#### Records provided ####

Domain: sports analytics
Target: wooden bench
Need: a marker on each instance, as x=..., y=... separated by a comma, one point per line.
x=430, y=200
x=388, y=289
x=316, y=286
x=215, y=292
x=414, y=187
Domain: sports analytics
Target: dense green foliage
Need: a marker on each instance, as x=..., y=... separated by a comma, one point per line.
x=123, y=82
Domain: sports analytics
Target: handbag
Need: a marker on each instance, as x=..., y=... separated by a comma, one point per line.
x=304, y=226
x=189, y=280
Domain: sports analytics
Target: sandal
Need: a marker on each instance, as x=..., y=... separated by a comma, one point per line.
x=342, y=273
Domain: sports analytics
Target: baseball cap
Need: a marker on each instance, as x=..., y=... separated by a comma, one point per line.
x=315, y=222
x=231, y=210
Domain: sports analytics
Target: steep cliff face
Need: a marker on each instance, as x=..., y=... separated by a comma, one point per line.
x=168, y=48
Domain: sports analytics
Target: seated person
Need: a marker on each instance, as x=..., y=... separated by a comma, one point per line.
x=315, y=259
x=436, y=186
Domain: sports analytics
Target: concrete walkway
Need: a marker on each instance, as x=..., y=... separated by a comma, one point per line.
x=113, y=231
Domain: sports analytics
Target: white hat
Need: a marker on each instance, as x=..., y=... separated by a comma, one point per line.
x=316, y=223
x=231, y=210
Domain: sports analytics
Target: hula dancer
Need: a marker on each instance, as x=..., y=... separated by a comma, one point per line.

####

Lay out the whole listing above as a numbered list, omitting any blank lines.

_Result for this exercise_:
1. Domain: sports analytics
2. Target: wooden bench
3. Need: a marker on each instance, as x=..., y=... separated by a comma, one point per line.
4. x=430, y=200
5. x=388, y=289
6. x=316, y=286
7. x=215, y=292
8. x=414, y=187
9. Domain: sports analytics
10. Target: dense green foliage
11. Need: a marker on each instance, as x=..., y=... separated by a comma, one point per line.
12. x=123, y=82
13. Domain: sports analytics
14. Target: handbag
15. Need: a marker on each instance, as x=..., y=... separated by a comma, one point per line.
16. x=304, y=226
17. x=189, y=280
18. Domain: sports analytics
19. Target: sandal
20. Need: a marker on each instance, as x=..., y=... separated by a comma, one point per line.
21. x=342, y=273
22. Domain: sports analytics
23. Target: baseball cap
24. Need: a marker on each instance, as x=..., y=... separated by a comma, one point per line.
25. x=315, y=222
26. x=231, y=210
27. Domain: sports analytics
28. Target: steep cliff face
29. Need: a marker on each instance, as x=..., y=... separated by a comma, one point per line.
30. x=168, y=48
31. Domain: sports analytics
32. Target: seated person
33. Need: a marker on each instance, as x=..., y=... separated by a comma, one point per line.
34. x=315, y=259
35. x=436, y=186
36. Domain: sports analytics
37. Target: concrete walkway
38. Need: a marker on each instance, as x=..., y=... separated by a comma, one point per line.
39. x=113, y=231
40. Domain: sports analytics
41. Target: white hat
42. Need: a marker on each instance, as x=..., y=... separated by a comma, one point per line.
43. x=316, y=223
44. x=231, y=210
45. Domain: sports analytics
46. Target: hula dancer
47. Need: a marker on each instance, as x=..., y=... separated by a comma, one point per line.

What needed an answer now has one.